Items from a dataset:
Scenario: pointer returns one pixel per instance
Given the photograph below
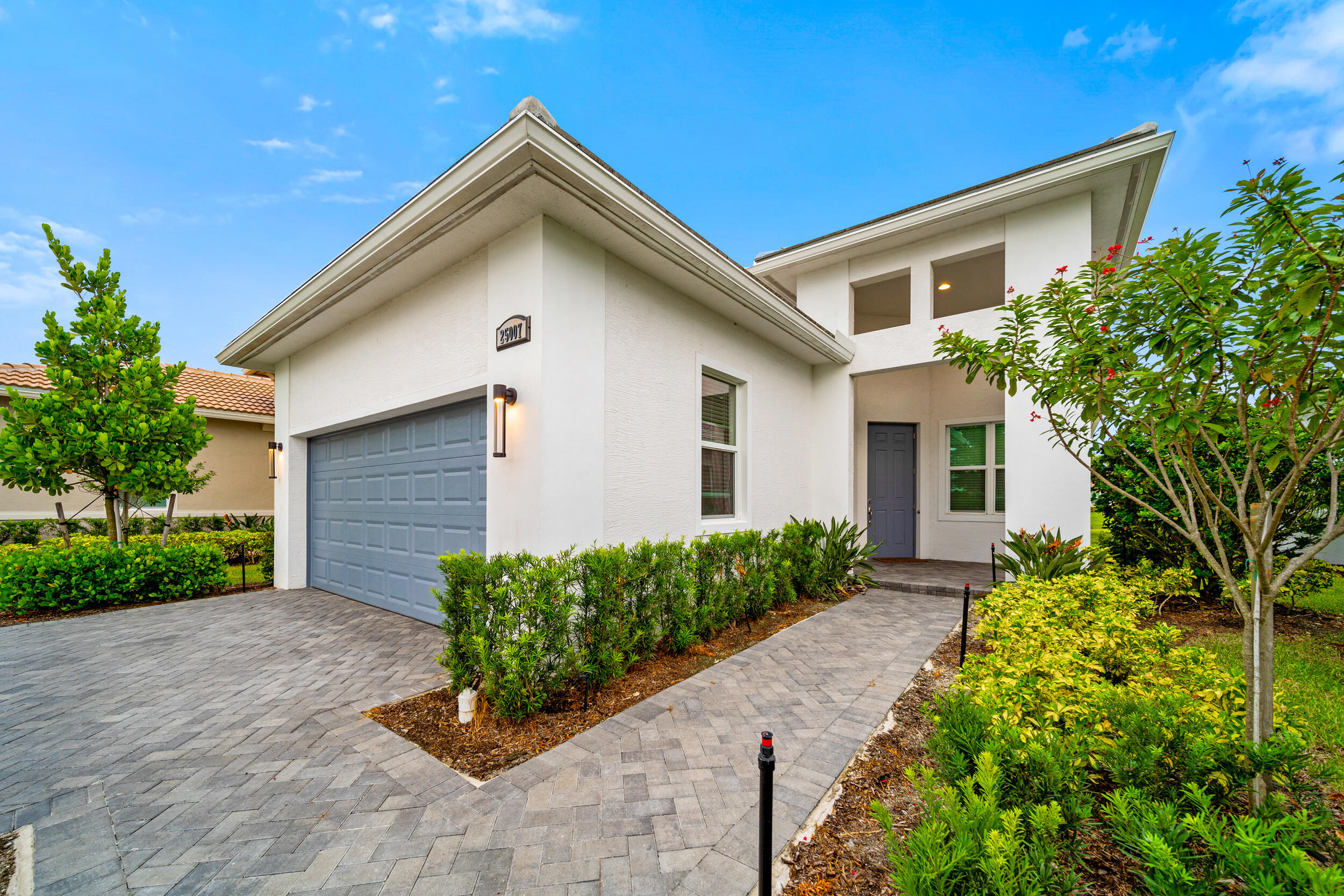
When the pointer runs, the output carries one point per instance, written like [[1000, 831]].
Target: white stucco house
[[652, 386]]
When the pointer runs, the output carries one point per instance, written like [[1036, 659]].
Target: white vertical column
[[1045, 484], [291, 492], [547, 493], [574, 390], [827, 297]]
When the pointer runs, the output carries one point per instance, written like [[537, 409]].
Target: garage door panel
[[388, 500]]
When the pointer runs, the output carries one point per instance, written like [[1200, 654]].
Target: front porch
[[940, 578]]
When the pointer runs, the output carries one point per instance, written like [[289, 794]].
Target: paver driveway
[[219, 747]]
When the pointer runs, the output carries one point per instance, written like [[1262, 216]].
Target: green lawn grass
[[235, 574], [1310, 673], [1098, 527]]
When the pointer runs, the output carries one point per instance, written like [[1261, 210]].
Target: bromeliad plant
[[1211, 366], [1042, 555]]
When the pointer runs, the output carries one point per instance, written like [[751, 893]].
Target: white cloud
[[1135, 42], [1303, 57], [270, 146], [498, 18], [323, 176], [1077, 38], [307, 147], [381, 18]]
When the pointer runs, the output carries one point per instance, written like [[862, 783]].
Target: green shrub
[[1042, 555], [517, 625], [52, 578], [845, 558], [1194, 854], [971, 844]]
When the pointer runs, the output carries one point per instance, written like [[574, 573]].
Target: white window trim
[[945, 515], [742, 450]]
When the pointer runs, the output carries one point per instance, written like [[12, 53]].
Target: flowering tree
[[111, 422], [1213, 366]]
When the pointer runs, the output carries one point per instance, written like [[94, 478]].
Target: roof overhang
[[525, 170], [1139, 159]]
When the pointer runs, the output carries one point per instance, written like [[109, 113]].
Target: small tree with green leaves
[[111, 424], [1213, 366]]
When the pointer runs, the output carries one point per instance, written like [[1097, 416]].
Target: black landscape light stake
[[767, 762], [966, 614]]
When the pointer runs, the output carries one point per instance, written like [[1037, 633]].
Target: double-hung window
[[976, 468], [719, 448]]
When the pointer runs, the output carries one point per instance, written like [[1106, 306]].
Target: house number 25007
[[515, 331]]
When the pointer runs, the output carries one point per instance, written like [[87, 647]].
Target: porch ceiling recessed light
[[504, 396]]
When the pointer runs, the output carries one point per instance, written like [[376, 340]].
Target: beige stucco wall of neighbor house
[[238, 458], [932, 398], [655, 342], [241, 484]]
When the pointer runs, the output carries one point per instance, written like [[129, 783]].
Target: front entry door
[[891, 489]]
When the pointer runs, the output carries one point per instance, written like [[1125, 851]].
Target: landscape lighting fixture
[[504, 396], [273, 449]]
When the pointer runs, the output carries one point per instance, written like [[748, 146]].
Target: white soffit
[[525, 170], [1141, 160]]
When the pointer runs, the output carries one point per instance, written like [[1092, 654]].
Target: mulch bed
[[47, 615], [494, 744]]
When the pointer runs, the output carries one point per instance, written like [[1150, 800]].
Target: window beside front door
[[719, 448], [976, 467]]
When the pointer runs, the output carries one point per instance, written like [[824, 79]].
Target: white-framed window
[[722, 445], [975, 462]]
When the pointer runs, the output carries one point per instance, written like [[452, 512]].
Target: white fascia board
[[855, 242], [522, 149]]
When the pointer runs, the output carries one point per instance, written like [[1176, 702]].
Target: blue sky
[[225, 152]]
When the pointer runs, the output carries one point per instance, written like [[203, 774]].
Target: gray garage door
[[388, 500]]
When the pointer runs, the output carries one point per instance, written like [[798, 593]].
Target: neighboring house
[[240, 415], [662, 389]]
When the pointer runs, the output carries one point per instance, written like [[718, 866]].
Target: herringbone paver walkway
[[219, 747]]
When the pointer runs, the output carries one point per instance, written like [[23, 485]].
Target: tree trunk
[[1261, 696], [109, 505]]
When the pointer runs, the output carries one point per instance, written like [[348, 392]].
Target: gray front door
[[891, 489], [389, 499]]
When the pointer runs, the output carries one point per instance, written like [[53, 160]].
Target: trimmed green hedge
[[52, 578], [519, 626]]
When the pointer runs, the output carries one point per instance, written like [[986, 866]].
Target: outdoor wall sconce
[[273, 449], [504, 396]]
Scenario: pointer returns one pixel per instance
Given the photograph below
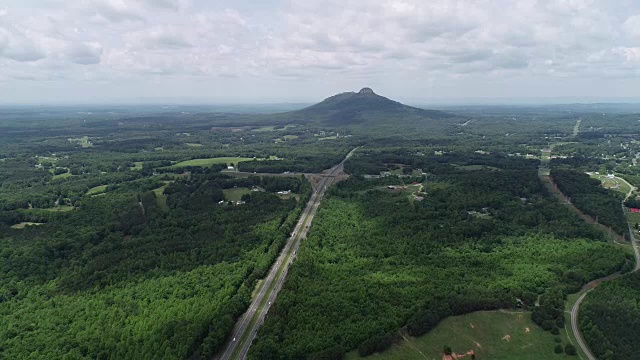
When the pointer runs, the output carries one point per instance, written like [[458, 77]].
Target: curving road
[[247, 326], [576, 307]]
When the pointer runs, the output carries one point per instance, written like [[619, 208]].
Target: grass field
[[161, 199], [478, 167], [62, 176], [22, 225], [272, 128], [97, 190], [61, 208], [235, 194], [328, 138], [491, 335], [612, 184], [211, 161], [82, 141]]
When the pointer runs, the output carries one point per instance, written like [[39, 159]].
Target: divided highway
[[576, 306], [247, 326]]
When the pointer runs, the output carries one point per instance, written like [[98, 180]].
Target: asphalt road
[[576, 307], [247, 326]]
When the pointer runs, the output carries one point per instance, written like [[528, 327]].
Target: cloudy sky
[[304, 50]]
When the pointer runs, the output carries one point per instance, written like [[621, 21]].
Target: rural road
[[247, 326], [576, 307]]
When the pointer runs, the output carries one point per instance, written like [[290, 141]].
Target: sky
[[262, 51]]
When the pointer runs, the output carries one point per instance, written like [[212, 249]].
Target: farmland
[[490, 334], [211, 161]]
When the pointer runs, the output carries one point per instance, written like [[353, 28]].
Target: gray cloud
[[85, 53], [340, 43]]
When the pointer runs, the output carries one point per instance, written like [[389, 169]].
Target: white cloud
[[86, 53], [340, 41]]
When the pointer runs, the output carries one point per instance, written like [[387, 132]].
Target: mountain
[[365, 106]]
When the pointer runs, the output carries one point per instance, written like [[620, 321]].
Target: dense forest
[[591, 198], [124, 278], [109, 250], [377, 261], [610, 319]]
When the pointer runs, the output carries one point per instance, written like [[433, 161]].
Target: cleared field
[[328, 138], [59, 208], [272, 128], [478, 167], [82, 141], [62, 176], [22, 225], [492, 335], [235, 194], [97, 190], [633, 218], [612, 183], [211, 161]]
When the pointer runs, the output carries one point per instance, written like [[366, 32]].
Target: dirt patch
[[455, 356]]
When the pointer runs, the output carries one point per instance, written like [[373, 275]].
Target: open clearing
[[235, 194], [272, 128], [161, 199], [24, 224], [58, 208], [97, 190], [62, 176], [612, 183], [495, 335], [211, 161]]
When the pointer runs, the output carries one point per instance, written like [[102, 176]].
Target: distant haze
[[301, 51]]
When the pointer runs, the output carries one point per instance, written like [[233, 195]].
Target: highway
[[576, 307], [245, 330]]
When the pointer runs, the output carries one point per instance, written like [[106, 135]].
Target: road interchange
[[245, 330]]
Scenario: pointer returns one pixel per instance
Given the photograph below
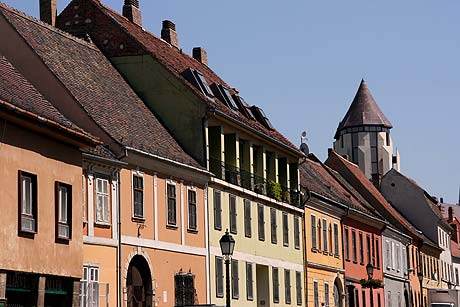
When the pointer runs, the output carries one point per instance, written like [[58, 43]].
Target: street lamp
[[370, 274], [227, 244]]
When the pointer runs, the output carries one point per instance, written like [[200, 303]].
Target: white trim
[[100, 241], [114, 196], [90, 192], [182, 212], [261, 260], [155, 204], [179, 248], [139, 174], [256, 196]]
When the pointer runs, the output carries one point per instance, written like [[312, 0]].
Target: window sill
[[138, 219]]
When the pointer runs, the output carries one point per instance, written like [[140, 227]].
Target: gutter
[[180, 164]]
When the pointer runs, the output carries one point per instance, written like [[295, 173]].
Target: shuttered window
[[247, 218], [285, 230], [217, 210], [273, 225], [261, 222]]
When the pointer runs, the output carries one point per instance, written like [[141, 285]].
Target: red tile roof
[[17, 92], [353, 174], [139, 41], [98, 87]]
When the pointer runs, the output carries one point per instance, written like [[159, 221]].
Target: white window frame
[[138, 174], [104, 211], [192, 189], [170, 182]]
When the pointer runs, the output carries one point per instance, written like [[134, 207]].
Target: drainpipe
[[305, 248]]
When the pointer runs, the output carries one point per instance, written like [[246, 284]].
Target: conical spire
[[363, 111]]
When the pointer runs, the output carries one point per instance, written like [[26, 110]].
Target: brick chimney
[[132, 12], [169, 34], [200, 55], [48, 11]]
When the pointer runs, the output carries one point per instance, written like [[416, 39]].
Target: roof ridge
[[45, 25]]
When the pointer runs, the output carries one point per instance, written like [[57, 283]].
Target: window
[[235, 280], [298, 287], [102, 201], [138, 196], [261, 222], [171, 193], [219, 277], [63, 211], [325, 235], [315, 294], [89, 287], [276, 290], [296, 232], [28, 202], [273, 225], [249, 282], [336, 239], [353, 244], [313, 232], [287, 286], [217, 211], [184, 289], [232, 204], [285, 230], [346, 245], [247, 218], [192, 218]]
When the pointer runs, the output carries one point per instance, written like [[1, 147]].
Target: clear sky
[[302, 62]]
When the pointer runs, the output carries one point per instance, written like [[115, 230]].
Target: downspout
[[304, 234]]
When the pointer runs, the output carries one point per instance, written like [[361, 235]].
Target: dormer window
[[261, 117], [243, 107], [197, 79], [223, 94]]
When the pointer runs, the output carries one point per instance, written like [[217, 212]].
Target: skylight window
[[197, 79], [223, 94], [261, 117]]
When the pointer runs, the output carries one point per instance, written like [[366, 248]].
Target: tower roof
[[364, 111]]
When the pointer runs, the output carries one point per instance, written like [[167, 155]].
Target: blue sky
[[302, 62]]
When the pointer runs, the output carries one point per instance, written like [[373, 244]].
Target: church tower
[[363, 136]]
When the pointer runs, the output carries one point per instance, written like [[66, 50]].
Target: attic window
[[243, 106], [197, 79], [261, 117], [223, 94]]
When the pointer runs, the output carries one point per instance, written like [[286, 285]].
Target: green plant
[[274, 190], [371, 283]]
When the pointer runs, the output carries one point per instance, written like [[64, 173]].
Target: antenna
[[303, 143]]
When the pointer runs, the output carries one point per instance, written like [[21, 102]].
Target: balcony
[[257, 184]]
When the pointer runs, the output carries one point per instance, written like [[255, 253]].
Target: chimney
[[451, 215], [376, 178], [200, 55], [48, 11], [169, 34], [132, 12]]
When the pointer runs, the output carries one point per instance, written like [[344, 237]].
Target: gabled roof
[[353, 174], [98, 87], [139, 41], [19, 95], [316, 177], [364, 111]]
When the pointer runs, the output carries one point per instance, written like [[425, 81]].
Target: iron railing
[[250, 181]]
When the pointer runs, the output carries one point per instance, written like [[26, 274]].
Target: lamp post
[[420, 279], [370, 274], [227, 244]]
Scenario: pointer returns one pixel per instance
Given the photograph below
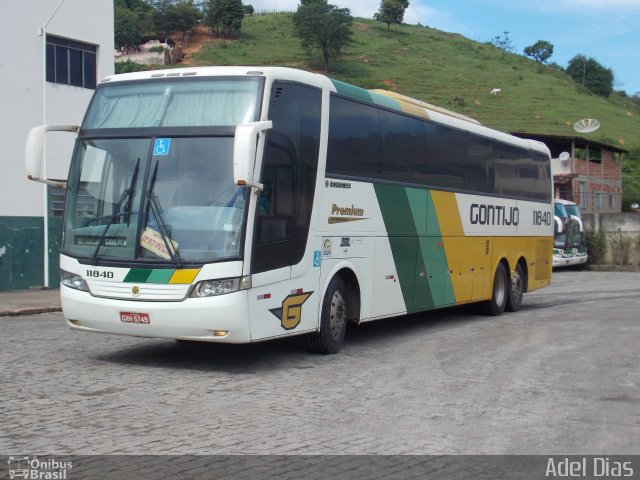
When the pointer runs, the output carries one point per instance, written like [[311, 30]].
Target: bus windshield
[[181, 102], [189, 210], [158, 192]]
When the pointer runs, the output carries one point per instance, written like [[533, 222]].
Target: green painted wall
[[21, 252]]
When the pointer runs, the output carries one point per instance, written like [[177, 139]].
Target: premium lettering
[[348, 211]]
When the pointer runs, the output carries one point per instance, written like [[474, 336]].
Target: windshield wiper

Directions:
Write the lines from the one with "like [[344, 237]]." through the last line of the entries out again exactly, both ends included, and skip the pictures.

Exercise solution:
When the pointer runs, the output carries one point per instance, written like [[344, 237]].
Target: gabled roof
[[353, 174], [98, 87], [139, 41], [19, 95], [316, 177], [364, 111]]
When the pointer runs, the output carries one point per instance, written like [[425, 81]].
Target: iron railing
[[250, 181]]
When the pointer runs, the output carries one point per instance, written like [[26, 274]].
Target: lamp post
[[420, 279], [370, 274], [227, 244]]
Scenario: pointer returns one pixel per instance
Given the photograph below
When the pointer runs, the output carries one point per instance, written like [[311, 30]].
Target: bus windshield
[[181, 102], [189, 210], [158, 192]]
When the pointer runs, the output carries one point per instance, written like [[533, 222]].
Target: green painted wall
[[21, 252]]
When the pointer runs, the output carries one point per instance, written like [[177, 139]].
Target: premium lettering
[[348, 211]]
When the pointer runs, the output carries one point per instance, written like [[474, 336]].
Target: windshield wiper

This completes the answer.